**About this exercise:** In the entries below, spot each line with the word "Find" and copy it.

-*-

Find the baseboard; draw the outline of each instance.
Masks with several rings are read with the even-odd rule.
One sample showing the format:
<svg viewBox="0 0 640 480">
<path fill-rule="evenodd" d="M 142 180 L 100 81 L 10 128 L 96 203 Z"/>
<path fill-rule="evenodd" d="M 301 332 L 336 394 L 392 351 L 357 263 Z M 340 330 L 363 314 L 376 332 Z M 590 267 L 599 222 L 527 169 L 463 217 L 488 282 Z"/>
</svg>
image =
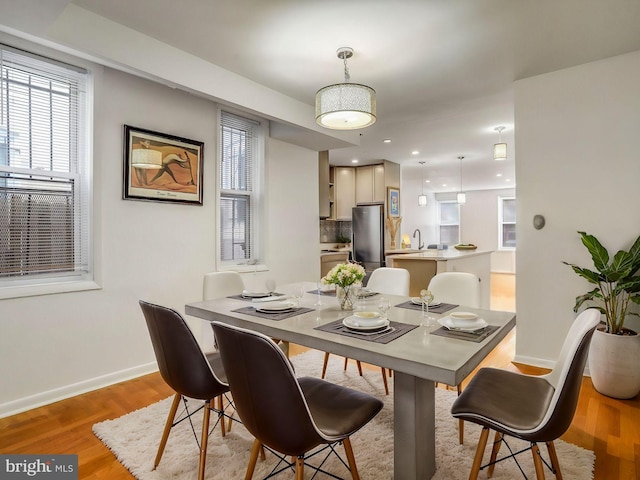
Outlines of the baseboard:
<svg viewBox="0 0 640 480">
<path fill-rule="evenodd" d="M 134 368 L 120 370 L 119 372 L 113 372 L 108 375 L 92 378 L 84 382 L 73 383 L 64 387 L 12 400 L 10 402 L 0 404 L 0 418 L 26 412 L 33 408 L 49 405 L 50 403 L 65 400 L 67 398 L 75 397 L 76 395 L 81 395 L 83 393 L 113 385 L 114 383 L 124 382 L 126 380 L 131 380 L 132 378 L 137 378 L 157 371 L 158 364 L 156 362 L 151 362 L 146 365 L 139 365 Z"/>
<path fill-rule="evenodd" d="M 513 361 L 515 363 L 523 363 L 525 365 L 531 365 L 532 367 L 538 367 L 538 368 L 548 368 L 548 369 L 552 369 L 556 362 L 554 362 L 553 360 L 545 360 L 543 358 L 537 358 L 537 357 L 526 357 L 524 355 L 515 355 L 513 357 Z"/>
</svg>

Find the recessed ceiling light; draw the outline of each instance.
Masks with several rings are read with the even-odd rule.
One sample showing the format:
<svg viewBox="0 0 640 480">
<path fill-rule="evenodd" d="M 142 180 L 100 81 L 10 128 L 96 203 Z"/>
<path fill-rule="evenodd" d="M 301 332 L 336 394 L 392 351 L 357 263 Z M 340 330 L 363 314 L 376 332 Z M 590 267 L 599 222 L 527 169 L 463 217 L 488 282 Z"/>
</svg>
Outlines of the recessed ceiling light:
<svg viewBox="0 0 640 480">
<path fill-rule="evenodd" d="M 511 179 L 510 179 L 510 178 L 505 178 L 505 180 L 504 180 L 504 181 L 505 181 L 505 182 L 510 182 L 510 181 L 511 181 Z"/>
<path fill-rule="evenodd" d="M 426 179 L 426 180 L 424 181 L 424 183 L 431 183 L 431 180 Z"/>
<path fill-rule="evenodd" d="M 354 158 L 353 160 L 351 160 L 351 163 L 358 163 L 358 159 Z"/>
<path fill-rule="evenodd" d="M 414 150 L 413 152 L 411 152 L 411 155 L 418 155 L 420 152 L 418 150 Z"/>
<path fill-rule="evenodd" d="M 496 173 L 496 177 L 501 177 L 502 174 L 501 173 Z"/>
<path fill-rule="evenodd" d="M 443 184 L 442 184 L 442 186 L 443 186 L 443 187 L 446 187 L 446 186 L 447 186 L 447 184 L 446 184 L 446 183 L 443 183 Z"/>
<path fill-rule="evenodd" d="M 385 138 L 385 139 L 383 140 L 383 142 L 384 142 L 384 143 L 391 143 L 391 139 L 390 139 L 390 138 Z"/>
</svg>

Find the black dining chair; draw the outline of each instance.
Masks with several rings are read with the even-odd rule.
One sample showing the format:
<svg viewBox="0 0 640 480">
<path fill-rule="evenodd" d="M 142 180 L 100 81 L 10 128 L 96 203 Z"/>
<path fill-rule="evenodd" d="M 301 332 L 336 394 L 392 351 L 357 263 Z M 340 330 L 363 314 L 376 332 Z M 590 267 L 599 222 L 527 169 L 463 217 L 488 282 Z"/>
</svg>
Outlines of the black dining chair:
<svg viewBox="0 0 640 480">
<path fill-rule="evenodd" d="M 191 422 L 191 416 L 203 408 L 198 467 L 198 480 L 203 480 L 212 411 L 217 415 L 216 425 L 220 423 L 222 436 L 226 433 L 224 419 L 227 415 L 224 413 L 224 394 L 229 391 L 229 386 L 226 383 L 222 360 L 217 352 L 205 356 L 187 323 L 178 312 L 144 300 L 140 300 L 139 303 L 147 322 L 160 374 L 176 392 L 162 432 L 153 469 L 155 470 L 160 464 L 171 429 L 186 418 Z M 190 412 L 187 398 L 203 400 L 204 404 Z M 216 399 L 217 408 L 214 406 Z M 186 414 L 176 419 L 181 401 L 185 406 Z"/>
<path fill-rule="evenodd" d="M 589 344 L 599 323 L 599 310 L 582 312 L 571 325 L 554 369 L 546 375 L 482 368 L 471 379 L 451 407 L 454 417 L 482 426 L 469 480 L 477 479 L 485 467 L 491 477 L 497 462 L 513 457 L 517 463 L 515 456 L 527 450 L 533 455 L 536 478 L 543 480 L 546 462 L 540 455 L 540 442 L 547 445 L 551 471 L 556 478 L 562 478 L 553 441 L 571 425 Z M 495 440 L 489 463 L 483 467 L 482 456 L 490 429 L 496 432 Z M 505 436 L 525 440 L 530 447 L 497 460 L 500 445 L 506 443 Z"/>
<path fill-rule="evenodd" d="M 280 458 L 266 478 L 295 467 L 296 479 L 302 480 L 305 466 L 337 478 L 322 469 L 329 455 L 338 455 L 337 443 L 343 444 L 351 476 L 358 480 L 349 438 L 378 414 L 382 402 L 319 378 L 296 378 L 282 350 L 261 333 L 220 322 L 212 326 L 236 412 L 255 437 L 245 480 L 252 478 L 262 446 Z M 308 463 L 325 450 L 319 465 Z"/>
</svg>

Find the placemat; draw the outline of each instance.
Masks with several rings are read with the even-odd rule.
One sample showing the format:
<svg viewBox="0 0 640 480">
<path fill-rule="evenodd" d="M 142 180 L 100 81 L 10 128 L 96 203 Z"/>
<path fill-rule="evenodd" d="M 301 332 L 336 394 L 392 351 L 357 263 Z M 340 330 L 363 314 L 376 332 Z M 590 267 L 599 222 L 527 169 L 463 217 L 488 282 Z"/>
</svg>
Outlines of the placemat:
<svg viewBox="0 0 640 480">
<path fill-rule="evenodd" d="M 284 293 L 276 293 L 273 292 L 271 295 L 269 295 L 270 297 L 281 297 L 283 296 Z M 244 300 L 245 302 L 250 302 L 251 300 L 260 300 L 263 298 L 267 298 L 267 297 L 257 297 L 257 298 L 252 298 L 252 297 L 243 297 L 242 295 L 229 295 L 227 298 L 233 298 L 234 300 Z M 264 301 L 264 300 L 263 300 Z"/>
<path fill-rule="evenodd" d="M 245 315 L 251 315 L 252 317 L 266 318 L 267 320 L 284 320 L 285 318 L 295 317 L 296 315 L 302 315 L 303 313 L 313 312 L 313 308 L 300 307 L 281 313 L 258 312 L 255 307 L 242 307 L 231 311 L 236 313 L 244 313 Z"/>
<path fill-rule="evenodd" d="M 318 295 L 318 290 L 310 290 L 307 293 L 312 293 L 314 295 Z M 320 290 L 320 295 L 324 295 L 325 297 L 335 297 L 336 296 L 336 291 L 335 290 Z"/>
<path fill-rule="evenodd" d="M 449 310 L 453 310 L 454 308 L 459 307 L 459 306 L 460 305 L 454 305 L 452 303 L 441 303 L 437 307 L 429 307 L 429 313 L 445 313 L 445 312 L 448 312 Z M 406 308 L 408 310 L 422 311 L 422 305 L 416 305 L 411 300 L 409 300 L 408 302 L 399 303 L 398 305 L 396 305 L 396 307 L 398 307 L 398 308 Z M 426 311 L 426 309 L 425 309 L 425 311 Z"/>
<path fill-rule="evenodd" d="M 351 338 L 359 338 L 360 340 L 367 340 L 369 342 L 389 343 L 392 340 L 395 340 L 396 338 L 399 338 L 405 333 L 409 333 L 411 330 L 418 327 L 418 325 L 408 325 L 406 323 L 399 322 L 389 322 L 389 326 L 393 329 L 392 331 L 383 330 L 380 333 L 363 334 L 355 332 L 353 330 L 349 330 L 342 324 L 342 320 L 336 320 L 325 325 L 320 325 L 319 327 L 316 327 L 315 330 L 337 333 L 338 335 L 344 335 Z"/>
<path fill-rule="evenodd" d="M 444 327 L 440 327 L 437 330 L 431 332 L 431 335 L 440 335 L 441 337 L 457 338 L 459 340 L 466 340 L 468 342 L 480 343 L 489 335 L 493 334 L 500 327 L 489 325 L 475 332 L 461 332 L 460 330 L 448 330 Z"/>
</svg>

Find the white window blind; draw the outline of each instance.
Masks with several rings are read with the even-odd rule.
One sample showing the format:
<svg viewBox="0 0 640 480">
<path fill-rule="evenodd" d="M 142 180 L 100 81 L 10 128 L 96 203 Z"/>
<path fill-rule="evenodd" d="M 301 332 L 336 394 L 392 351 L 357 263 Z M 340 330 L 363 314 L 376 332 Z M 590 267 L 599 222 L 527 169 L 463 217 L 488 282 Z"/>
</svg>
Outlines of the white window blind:
<svg viewBox="0 0 640 480">
<path fill-rule="evenodd" d="M 509 250 L 516 248 L 516 199 L 514 197 L 498 198 L 498 232 L 499 248 Z"/>
<path fill-rule="evenodd" d="M 260 124 L 221 112 L 220 260 L 257 263 L 256 171 L 262 159 Z"/>
<path fill-rule="evenodd" d="M 0 287 L 90 274 L 87 83 L 0 44 Z"/>
<path fill-rule="evenodd" d="M 438 224 L 440 243 L 460 243 L 460 206 L 455 201 L 438 201 Z"/>
</svg>

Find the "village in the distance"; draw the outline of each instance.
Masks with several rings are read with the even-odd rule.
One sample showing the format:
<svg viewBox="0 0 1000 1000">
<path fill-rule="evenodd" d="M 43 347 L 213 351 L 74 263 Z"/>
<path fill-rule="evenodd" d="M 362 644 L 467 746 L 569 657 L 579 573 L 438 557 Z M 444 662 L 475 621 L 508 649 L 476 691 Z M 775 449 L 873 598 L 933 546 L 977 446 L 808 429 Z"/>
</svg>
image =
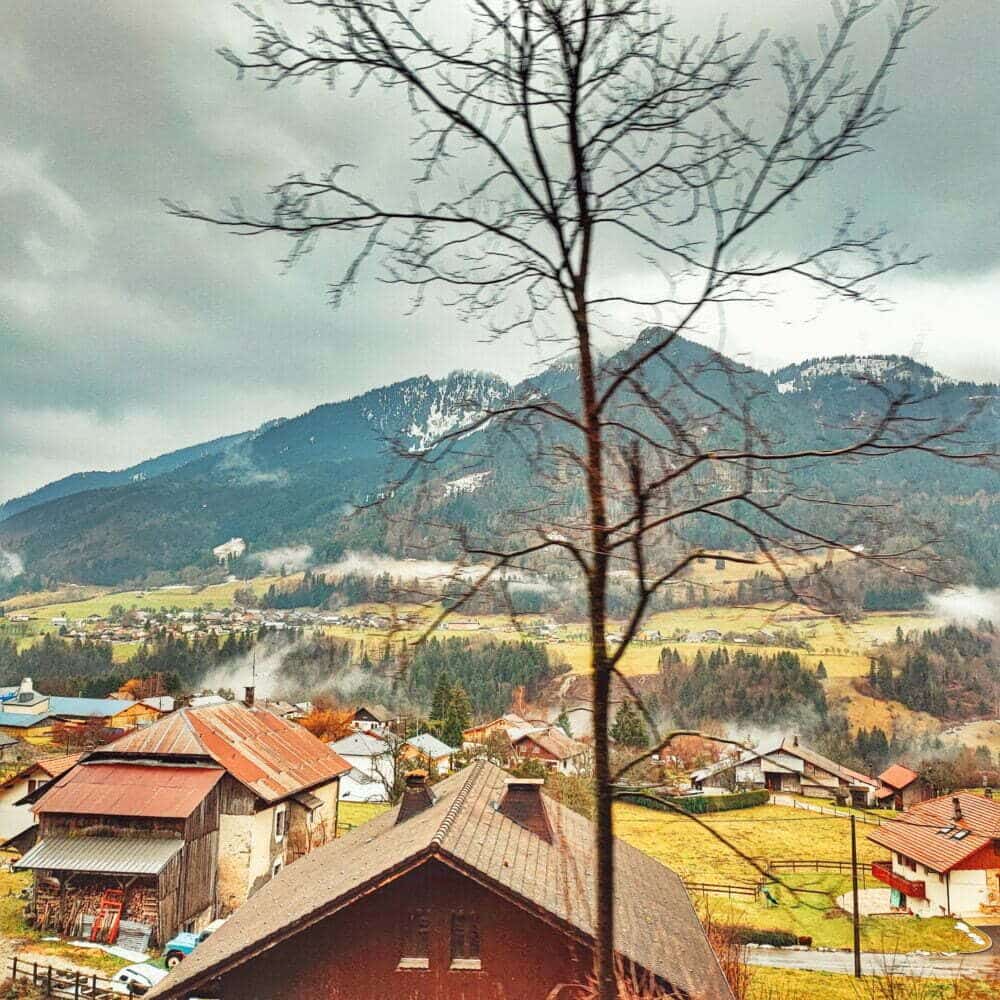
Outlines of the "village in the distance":
<svg viewBox="0 0 1000 1000">
<path fill-rule="evenodd" d="M 355 556 L 241 579 L 230 570 L 247 549 L 214 547 L 205 572 L 221 582 L 5 602 L 5 669 L 24 668 L 0 689 L 15 977 L 54 977 L 53 989 L 89 977 L 87 996 L 161 981 L 178 984 L 163 995 L 298 982 L 304 996 L 316 970 L 274 950 L 320 954 L 331 940 L 371 956 L 354 980 L 338 969 L 345 996 L 438 963 L 495 964 L 515 984 L 573 975 L 591 926 L 585 625 L 481 605 L 432 629 L 440 599 L 391 595 L 444 587 L 442 564 Z M 850 559 L 789 569 L 801 581 Z M 626 922 L 630 956 L 691 996 L 724 997 L 713 947 L 764 976 L 811 955 L 836 975 L 857 929 L 868 972 L 891 960 L 985 974 L 1000 922 L 996 640 L 984 621 L 956 623 L 977 595 L 845 620 L 768 600 L 767 586 L 759 568 L 696 563 L 682 606 L 650 614 L 624 660 L 615 753 L 653 747 L 667 720 L 705 733 L 651 752 L 615 806 L 622 877 L 673 921 L 665 943 Z M 345 603 L 366 588 L 383 599 Z M 973 660 L 966 687 L 952 685 L 964 715 L 917 707 Z M 889 678 L 896 689 L 880 690 Z M 779 709 L 793 689 L 801 704 Z M 772 713 L 785 724 L 768 725 Z M 567 843 L 568 858 L 554 853 Z M 583 893 L 572 906 L 569 884 Z M 414 894 L 426 908 L 412 910 Z M 681 960 L 670 942 L 684 921 L 704 944 Z M 530 962 L 495 950 L 512 940 Z"/>
</svg>

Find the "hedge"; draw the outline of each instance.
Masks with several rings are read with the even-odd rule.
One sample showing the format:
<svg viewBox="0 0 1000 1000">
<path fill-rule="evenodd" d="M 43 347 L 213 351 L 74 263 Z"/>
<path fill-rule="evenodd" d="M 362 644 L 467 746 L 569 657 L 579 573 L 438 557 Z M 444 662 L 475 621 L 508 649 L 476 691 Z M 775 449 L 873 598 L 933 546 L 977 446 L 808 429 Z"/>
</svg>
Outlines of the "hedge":
<svg viewBox="0 0 1000 1000">
<path fill-rule="evenodd" d="M 730 809 L 751 809 L 754 806 L 767 805 L 770 792 L 762 788 L 756 792 L 737 792 L 735 795 L 677 795 L 666 799 L 653 798 L 642 792 L 630 792 L 620 795 L 624 802 L 632 802 L 647 809 L 659 809 L 663 812 L 674 812 L 670 806 L 677 806 L 686 813 L 716 813 L 728 812 Z M 665 805 L 669 802 L 670 805 Z"/>
<path fill-rule="evenodd" d="M 788 948 L 793 944 L 812 944 L 812 938 L 798 937 L 789 931 L 764 930 L 760 927 L 734 927 L 733 936 L 740 944 L 769 944 Z"/>
</svg>

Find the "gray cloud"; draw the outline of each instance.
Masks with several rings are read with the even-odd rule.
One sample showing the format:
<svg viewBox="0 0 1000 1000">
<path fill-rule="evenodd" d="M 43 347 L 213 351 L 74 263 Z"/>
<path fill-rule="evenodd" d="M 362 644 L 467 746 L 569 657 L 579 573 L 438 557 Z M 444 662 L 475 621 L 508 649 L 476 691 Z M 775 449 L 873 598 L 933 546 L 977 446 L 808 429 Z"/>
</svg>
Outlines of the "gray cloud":
<svg viewBox="0 0 1000 1000">
<path fill-rule="evenodd" d="M 675 6 L 683 29 L 728 13 L 737 29 L 804 37 L 821 13 L 800 0 Z M 777 243 L 794 241 L 860 201 L 933 253 L 887 284 L 897 311 L 820 307 L 794 292 L 780 310 L 731 312 L 704 336 L 761 364 L 918 344 L 949 373 L 1000 377 L 995 348 L 984 349 L 1000 306 L 1000 65 L 987 41 L 998 28 L 994 0 L 946 3 L 900 59 L 891 89 L 903 110 L 878 158 L 848 164 L 814 214 L 774 228 Z M 402 291 L 373 281 L 333 312 L 325 286 L 346 248 L 324 244 L 283 273 L 284 247 L 163 212 L 162 196 L 224 204 L 340 160 L 381 189 L 412 173 L 404 109 L 374 91 L 351 102 L 318 84 L 237 81 L 214 50 L 248 37 L 228 5 L 196 0 L 0 9 L 0 497 L 419 372 L 516 377 L 547 353 L 524 339 L 485 343 L 434 304 L 407 315 Z M 634 333 L 655 317 L 614 319 Z"/>
</svg>

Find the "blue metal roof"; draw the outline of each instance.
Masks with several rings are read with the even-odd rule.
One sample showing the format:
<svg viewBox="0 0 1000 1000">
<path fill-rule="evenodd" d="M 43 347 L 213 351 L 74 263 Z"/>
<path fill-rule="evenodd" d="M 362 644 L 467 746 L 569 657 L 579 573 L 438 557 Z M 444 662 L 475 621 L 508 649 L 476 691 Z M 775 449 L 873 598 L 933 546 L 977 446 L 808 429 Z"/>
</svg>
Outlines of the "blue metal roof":
<svg viewBox="0 0 1000 1000">
<path fill-rule="evenodd" d="M 53 715 L 75 715 L 82 718 L 110 718 L 127 708 L 139 704 L 116 698 L 49 698 L 49 711 Z"/>
<path fill-rule="evenodd" d="M 15 729 L 30 729 L 49 718 L 44 715 L 22 715 L 20 712 L 0 712 L 0 726 L 11 726 Z"/>
</svg>

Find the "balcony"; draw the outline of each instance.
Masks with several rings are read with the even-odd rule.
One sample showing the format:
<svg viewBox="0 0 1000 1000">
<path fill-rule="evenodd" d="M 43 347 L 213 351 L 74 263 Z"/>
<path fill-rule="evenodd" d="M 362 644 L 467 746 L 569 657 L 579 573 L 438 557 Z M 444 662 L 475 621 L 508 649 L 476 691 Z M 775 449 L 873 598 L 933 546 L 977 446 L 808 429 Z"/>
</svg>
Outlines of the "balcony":
<svg viewBox="0 0 1000 1000">
<path fill-rule="evenodd" d="M 892 870 L 891 861 L 873 861 L 872 877 L 885 882 L 892 889 L 898 889 L 904 896 L 911 899 L 926 899 L 927 892 L 923 882 L 913 882 Z"/>
</svg>

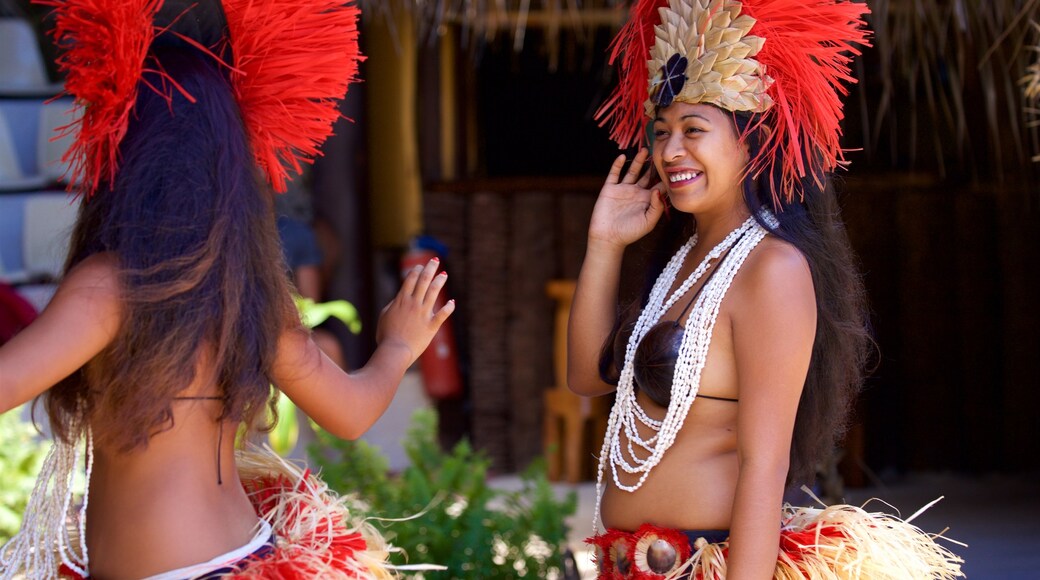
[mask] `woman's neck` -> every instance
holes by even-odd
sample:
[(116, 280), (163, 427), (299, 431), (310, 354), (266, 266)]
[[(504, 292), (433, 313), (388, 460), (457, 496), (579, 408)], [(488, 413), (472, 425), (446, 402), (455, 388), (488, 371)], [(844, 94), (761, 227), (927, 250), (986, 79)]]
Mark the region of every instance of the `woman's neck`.
[(751, 212), (741, 202), (718, 212), (701, 212), (694, 215), (697, 223), (697, 245), (713, 248), (730, 232), (747, 220)]

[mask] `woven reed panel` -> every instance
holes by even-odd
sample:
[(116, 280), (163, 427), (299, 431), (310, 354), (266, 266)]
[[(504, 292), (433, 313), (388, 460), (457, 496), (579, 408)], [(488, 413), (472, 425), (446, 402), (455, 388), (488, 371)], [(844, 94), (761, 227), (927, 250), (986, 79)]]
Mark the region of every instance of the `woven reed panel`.
[(474, 444), (487, 452), (496, 471), (513, 468), (510, 452), (509, 198), (497, 193), (470, 196), (469, 301), (470, 397)]
[(552, 386), (552, 314), (546, 283), (558, 271), (559, 216), (556, 196), (522, 193), (510, 197), (509, 389), (513, 467), (523, 469), (542, 454), (542, 401)]
[(508, 472), (543, 453), (555, 308), (545, 286), (577, 277), (595, 191), (486, 185), (427, 191), (424, 216), (427, 233), (448, 246), (471, 439), (495, 471)]
[(559, 197), (559, 256), (560, 278), (578, 278), (581, 262), (585, 259), (585, 245), (589, 235), (589, 219), (596, 196), (588, 193), (567, 193)]
[[(469, 343), (466, 328), (469, 320), (469, 202), (465, 195), (447, 192), (432, 192), (424, 196), (423, 220), (426, 232), (437, 238), (447, 249), (443, 256), (444, 269), (448, 272), (448, 283), (445, 293), (456, 301), (455, 313), (451, 320), (455, 327), (455, 340), (459, 351), (465, 357)], [(463, 370), (466, 367), (463, 365)]]

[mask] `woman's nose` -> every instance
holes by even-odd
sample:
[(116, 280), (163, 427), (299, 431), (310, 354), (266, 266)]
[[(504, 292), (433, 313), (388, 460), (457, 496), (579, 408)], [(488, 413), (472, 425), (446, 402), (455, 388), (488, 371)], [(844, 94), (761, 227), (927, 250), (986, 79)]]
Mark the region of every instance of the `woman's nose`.
[(678, 161), (682, 159), (683, 155), (686, 154), (686, 150), (682, 146), (682, 133), (673, 133), (668, 136), (668, 140), (664, 143), (664, 148), (661, 151), (662, 157), (667, 162)]

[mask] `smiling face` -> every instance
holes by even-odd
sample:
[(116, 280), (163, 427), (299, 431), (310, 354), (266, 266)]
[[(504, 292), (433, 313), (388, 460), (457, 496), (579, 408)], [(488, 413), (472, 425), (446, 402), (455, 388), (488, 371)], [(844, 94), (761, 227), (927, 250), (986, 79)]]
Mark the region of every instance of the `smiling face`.
[(675, 102), (657, 111), (652, 138), (654, 167), (676, 209), (698, 214), (743, 208), (748, 152), (730, 113)]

-*-

**Task answer:**
Find the baseboard; draw the outline of each instance.
Find the recessed ceiling light; draw the outline of each instance.
Find the black dining chair; draw the outline of each instance.
Find the placemat; draw the outline of each instance.
Find the white window blind; draw the outline of each instance.
Find the "village in the distance"; draw the outline of each instance.
Find the "hedge"; draw the outline of each instance.
Find the "gray cloud"; draw the outline of each instance.
Find the "blue metal roof"; draw the outline of each instance.
Find the "balcony"; draw the outline of each instance.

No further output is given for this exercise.